• Information given:
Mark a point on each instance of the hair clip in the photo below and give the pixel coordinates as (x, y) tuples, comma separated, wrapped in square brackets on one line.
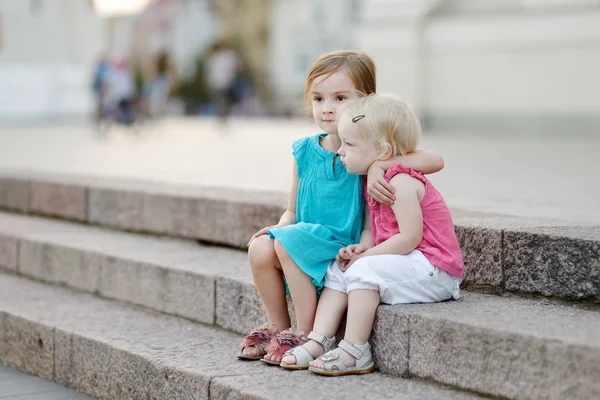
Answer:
[(358, 118)]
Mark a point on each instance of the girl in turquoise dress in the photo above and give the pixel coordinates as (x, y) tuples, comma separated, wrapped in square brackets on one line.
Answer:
[(324, 211)]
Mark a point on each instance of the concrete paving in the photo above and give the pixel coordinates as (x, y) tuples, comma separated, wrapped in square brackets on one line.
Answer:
[(547, 176), (17, 385)]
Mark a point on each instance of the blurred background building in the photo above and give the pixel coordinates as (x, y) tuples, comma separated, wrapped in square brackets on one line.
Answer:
[(528, 65)]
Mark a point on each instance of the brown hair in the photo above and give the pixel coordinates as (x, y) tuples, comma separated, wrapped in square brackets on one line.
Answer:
[(360, 67)]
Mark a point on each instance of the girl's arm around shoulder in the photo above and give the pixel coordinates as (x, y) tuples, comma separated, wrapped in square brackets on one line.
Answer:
[(407, 209), (427, 162)]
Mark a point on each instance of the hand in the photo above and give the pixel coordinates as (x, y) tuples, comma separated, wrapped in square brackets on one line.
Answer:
[(378, 188), (348, 255), (263, 231)]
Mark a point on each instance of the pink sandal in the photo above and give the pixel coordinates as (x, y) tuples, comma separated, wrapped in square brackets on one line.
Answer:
[(259, 338), (282, 342)]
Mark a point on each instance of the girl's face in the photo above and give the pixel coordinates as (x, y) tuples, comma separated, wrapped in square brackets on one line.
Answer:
[(329, 93), (357, 152)]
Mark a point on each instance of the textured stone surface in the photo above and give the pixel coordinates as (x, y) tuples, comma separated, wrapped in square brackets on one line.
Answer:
[(553, 261), (113, 351), (116, 208), (303, 385), (14, 194), (238, 306), (225, 217), (390, 341), (482, 250), (27, 345), (174, 276), (66, 201), (508, 347), (9, 247), (215, 220), (58, 264), (19, 385), (164, 289)]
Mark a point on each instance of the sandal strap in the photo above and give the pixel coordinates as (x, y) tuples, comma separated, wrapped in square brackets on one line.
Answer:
[(325, 342), (355, 350), (330, 360)]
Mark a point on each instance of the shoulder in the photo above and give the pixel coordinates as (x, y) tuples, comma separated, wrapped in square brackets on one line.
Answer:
[(406, 186)]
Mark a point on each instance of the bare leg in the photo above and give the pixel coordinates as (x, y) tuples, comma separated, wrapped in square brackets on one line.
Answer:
[(304, 294), (362, 306), (330, 310), (267, 276)]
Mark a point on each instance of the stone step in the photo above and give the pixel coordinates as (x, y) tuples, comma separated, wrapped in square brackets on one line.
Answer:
[(503, 346), (502, 254), (115, 351)]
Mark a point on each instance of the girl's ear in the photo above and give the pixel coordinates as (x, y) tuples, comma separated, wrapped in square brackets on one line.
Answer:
[(386, 152)]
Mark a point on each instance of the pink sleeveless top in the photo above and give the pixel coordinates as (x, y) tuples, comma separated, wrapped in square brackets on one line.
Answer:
[(439, 243)]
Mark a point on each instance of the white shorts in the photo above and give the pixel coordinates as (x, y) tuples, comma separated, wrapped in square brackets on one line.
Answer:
[(399, 279)]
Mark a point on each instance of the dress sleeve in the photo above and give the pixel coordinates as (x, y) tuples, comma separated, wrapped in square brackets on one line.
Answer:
[(299, 149)]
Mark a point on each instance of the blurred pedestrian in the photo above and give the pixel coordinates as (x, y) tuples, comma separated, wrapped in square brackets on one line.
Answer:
[(121, 89), (99, 84), (222, 67), (163, 80)]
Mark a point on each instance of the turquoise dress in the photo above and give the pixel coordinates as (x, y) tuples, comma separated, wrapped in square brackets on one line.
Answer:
[(329, 209)]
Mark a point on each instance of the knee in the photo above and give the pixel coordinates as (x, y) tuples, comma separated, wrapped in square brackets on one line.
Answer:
[(261, 253), (280, 250)]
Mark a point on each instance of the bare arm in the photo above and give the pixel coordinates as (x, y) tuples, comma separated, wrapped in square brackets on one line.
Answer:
[(346, 254), (289, 215), (407, 210), (427, 162)]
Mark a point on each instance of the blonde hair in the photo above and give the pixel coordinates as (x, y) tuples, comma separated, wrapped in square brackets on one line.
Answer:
[(360, 68), (386, 119)]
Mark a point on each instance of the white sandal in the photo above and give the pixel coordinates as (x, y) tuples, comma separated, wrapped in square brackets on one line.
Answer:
[(303, 357), (335, 367)]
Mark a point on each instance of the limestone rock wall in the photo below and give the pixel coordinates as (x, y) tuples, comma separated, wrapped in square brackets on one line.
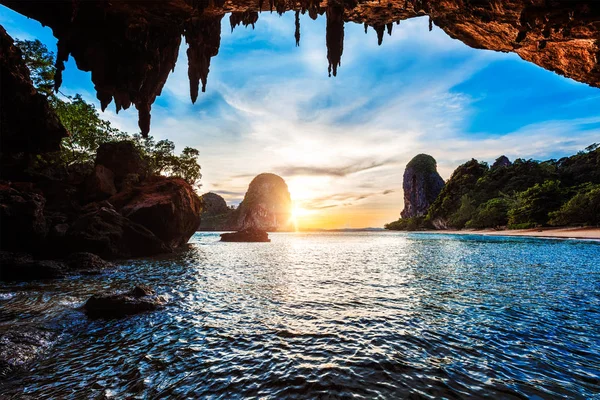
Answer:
[(422, 184)]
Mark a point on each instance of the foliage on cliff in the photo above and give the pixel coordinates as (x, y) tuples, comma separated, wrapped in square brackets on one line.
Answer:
[(87, 130), (524, 194)]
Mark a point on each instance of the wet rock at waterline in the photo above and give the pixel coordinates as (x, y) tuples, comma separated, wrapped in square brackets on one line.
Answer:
[(87, 263), (246, 235), (117, 305), (21, 267), (216, 216), (20, 346), (267, 205)]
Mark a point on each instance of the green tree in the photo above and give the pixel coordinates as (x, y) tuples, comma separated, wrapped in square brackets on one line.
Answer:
[(581, 209), (41, 64), (491, 214), (534, 204), (187, 166), (87, 131)]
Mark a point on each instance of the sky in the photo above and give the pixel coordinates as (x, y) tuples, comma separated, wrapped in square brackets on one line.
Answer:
[(341, 143)]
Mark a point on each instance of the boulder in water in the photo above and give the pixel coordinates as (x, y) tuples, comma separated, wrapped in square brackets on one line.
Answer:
[(267, 205), (117, 305), (20, 345)]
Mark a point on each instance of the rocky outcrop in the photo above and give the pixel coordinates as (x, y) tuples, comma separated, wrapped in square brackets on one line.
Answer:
[(267, 205), (110, 235), (100, 184), (22, 221), (561, 36), (21, 267), (422, 184), (122, 159), (167, 207), (87, 263), (246, 235), (21, 345), (28, 124), (216, 216), (117, 305)]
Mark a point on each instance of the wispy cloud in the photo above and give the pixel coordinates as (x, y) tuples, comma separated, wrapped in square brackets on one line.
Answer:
[(342, 143)]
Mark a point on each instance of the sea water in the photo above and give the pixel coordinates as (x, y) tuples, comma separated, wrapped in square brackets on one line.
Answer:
[(328, 315)]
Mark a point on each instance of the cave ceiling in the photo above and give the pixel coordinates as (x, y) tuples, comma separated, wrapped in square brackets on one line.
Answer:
[(130, 47)]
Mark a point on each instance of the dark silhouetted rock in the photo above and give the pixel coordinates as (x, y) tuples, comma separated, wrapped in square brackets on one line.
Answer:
[(87, 263), (216, 216), (22, 267), (20, 345), (22, 222), (267, 205), (110, 235), (168, 207), (100, 184), (213, 204), (122, 158), (422, 184), (500, 162), (117, 305), (246, 235)]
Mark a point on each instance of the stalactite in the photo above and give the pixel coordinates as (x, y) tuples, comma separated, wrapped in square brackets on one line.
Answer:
[(297, 34), (380, 29), (61, 57), (203, 37), (334, 36), (131, 47), (281, 6), (245, 18), (144, 109)]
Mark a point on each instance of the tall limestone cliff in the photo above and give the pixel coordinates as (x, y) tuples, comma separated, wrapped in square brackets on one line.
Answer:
[(422, 184), (267, 205)]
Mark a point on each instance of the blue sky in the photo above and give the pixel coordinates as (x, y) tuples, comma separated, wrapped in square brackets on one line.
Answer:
[(342, 143)]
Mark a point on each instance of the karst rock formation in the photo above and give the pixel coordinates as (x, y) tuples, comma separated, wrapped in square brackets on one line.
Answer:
[(130, 47), (267, 205), (422, 184)]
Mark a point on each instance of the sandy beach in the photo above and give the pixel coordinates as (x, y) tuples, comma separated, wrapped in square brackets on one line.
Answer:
[(558, 233)]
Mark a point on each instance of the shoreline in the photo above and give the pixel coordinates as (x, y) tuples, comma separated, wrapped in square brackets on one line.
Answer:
[(548, 233)]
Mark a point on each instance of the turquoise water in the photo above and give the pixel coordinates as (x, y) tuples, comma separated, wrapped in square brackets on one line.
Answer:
[(345, 315)]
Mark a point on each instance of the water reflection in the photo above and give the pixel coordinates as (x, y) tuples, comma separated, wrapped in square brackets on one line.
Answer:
[(339, 315)]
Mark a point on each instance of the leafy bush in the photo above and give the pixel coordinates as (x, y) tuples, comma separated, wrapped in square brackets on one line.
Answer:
[(581, 209), (87, 131), (534, 204), (491, 214)]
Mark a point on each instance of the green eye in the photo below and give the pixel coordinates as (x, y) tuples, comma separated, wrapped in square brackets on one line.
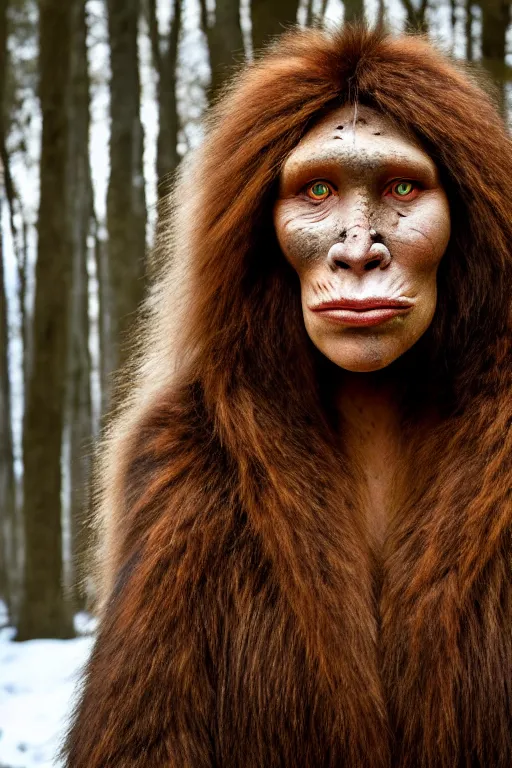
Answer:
[(403, 188), (319, 190)]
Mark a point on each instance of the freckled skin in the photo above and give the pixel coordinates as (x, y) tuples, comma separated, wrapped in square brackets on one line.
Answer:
[(363, 241)]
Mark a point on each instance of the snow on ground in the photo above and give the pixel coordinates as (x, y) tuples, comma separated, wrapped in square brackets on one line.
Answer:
[(37, 683)]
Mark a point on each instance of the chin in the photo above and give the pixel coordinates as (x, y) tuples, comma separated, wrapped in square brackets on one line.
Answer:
[(361, 358)]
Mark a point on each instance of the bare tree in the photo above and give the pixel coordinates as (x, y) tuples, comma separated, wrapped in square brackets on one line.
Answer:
[(416, 20), (79, 409), (165, 56), (126, 208), (270, 19), (495, 23), (468, 7), (7, 486), (44, 612), (225, 41), (354, 10), (8, 539)]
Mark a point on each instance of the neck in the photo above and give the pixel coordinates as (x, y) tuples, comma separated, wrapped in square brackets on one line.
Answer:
[(369, 403)]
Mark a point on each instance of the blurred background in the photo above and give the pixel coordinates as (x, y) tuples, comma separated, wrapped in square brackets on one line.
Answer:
[(99, 101)]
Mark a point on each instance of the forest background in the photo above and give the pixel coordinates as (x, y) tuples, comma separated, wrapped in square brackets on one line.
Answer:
[(99, 101)]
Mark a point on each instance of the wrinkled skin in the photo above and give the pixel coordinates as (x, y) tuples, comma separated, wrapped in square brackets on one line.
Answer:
[(363, 219)]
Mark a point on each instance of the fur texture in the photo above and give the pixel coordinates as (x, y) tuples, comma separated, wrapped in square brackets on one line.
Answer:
[(247, 622)]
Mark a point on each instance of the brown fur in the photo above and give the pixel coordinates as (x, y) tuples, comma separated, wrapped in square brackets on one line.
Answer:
[(247, 622)]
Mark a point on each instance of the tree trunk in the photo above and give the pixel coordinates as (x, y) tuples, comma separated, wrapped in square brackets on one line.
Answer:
[(44, 612), (8, 555), (167, 157), (495, 22), (225, 41), (79, 408), (469, 29), (126, 211), (8, 569), (354, 10), (270, 19), (416, 20)]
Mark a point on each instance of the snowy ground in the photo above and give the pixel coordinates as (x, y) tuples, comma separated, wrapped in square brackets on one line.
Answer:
[(37, 682)]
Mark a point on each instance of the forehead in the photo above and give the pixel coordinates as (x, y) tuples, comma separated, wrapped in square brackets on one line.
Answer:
[(356, 134)]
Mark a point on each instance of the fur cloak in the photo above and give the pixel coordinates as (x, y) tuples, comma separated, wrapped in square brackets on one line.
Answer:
[(247, 622)]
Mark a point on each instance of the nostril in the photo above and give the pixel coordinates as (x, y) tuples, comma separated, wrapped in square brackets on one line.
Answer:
[(373, 264)]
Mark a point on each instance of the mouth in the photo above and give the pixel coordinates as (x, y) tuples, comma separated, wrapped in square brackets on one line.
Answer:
[(361, 312)]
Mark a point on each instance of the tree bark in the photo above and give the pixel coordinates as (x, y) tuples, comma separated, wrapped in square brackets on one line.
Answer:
[(354, 10), (8, 569), (79, 407), (495, 22), (44, 612), (270, 19), (225, 41), (416, 20), (8, 555), (126, 211), (468, 6), (167, 157)]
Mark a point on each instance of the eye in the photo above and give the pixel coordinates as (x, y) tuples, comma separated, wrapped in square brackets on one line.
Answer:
[(403, 189), (318, 190)]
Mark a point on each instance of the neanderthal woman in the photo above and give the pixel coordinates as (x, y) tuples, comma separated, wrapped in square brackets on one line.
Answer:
[(307, 498)]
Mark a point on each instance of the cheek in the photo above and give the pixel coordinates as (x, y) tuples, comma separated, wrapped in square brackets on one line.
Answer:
[(303, 240), (421, 238)]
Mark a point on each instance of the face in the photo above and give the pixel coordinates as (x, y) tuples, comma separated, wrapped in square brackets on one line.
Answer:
[(364, 221)]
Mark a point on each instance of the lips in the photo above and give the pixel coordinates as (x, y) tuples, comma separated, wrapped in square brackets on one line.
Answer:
[(361, 312)]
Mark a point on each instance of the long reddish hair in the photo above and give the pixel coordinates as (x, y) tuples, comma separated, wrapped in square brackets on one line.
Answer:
[(246, 318), (246, 601)]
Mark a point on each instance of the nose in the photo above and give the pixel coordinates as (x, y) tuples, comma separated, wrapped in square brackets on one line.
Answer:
[(358, 251)]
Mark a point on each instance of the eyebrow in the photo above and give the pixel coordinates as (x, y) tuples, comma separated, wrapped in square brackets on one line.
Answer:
[(359, 163)]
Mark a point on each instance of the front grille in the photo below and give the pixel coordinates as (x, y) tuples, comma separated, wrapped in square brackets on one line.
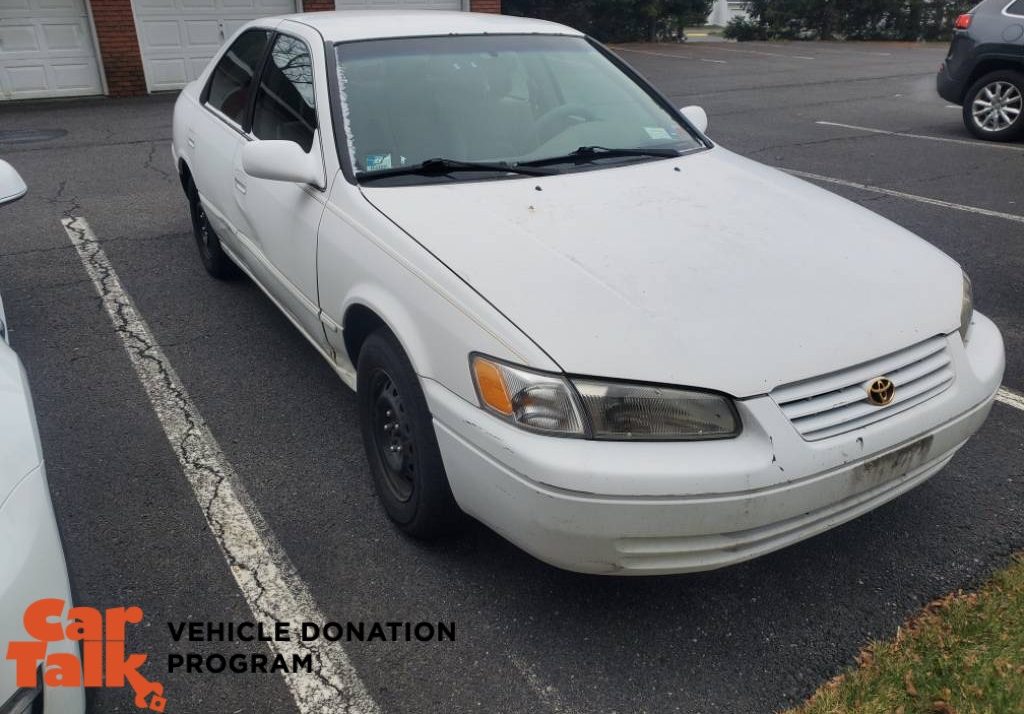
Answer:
[(838, 403)]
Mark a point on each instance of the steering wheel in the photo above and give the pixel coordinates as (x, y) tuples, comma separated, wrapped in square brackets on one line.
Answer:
[(552, 123)]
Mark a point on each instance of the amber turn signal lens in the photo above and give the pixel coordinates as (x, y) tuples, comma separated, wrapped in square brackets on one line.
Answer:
[(492, 386)]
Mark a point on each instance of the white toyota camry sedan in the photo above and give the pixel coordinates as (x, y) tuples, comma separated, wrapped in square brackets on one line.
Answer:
[(565, 310), (32, 558)]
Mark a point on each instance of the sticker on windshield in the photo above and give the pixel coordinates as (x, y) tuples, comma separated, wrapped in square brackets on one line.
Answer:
[(656, 132), (378, 162)]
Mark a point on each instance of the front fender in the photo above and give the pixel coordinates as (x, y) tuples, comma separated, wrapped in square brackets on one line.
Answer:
[(365, 259)]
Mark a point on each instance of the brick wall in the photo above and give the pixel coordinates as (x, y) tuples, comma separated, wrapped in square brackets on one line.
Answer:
[(119, 47), (485, 5), (119, 43)]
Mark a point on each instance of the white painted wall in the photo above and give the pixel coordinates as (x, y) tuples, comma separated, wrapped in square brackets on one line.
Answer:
[(724, 10)]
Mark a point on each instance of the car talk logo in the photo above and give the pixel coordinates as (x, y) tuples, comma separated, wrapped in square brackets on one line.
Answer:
[(103, 661)]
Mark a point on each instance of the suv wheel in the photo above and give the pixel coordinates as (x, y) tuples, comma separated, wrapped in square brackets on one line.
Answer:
[(993, 107), (398, 436)]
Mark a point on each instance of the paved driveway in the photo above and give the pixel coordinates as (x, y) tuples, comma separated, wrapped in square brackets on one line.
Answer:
[(862, 120)]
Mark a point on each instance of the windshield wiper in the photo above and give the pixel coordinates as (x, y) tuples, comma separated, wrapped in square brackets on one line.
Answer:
[(440, 167), (588, 154)]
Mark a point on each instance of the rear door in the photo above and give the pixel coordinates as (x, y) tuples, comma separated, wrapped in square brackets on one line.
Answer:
[(280, 218)]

• What to do:
Put the items above into a two-column CSV with the headers text and answer. Begin at the line that has "Mark a point on each instance of the green tree" and stop after the line that has "166), (87, 131)]". Give one row per item, holding its text and its answer, with each field in quotation marks and any line breaks replaced by spaces.

• Response:
text,answer
"Mark a point on each instance of the green tree in the photo above and give the pixel coordinates as (x, y) tuples, comma separated, wrapped in square brackets on one line. Answer:","[(581, 209), (41, 64), (491, 214), (534, 204), (187, 166), (87, 131)]"